#### Written task:
Render each line of the material below as a JSON list of strings, one string per line, omitting any blank lines.

(Dataset excerpt)
* * *
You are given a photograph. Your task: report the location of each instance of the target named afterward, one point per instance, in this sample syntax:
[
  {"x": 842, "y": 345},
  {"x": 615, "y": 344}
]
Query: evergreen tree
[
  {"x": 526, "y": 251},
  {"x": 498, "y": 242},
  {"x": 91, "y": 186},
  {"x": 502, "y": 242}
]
* * *
#### Result of this exercise:
[
  "You are given a photograph. Your task: report the location of each instance of the target named afterward, one point per instance, in this sample syntax:",
  "[",
  "  {\"x\": 842, \"y\": 345},",
  "  {\"x\": 615, \"y\": 344}",
  "]",
  "Query: evergreen tree",
  "[",
  "  {\"x\": 526, \"y\": 251},",
  "  {\"x\": 498, \"y\": 242},",
  "  {\"x\": 91, \"y\": 186},",
  "  {\"x\": 502, \"y\": 242}",
  "]"
]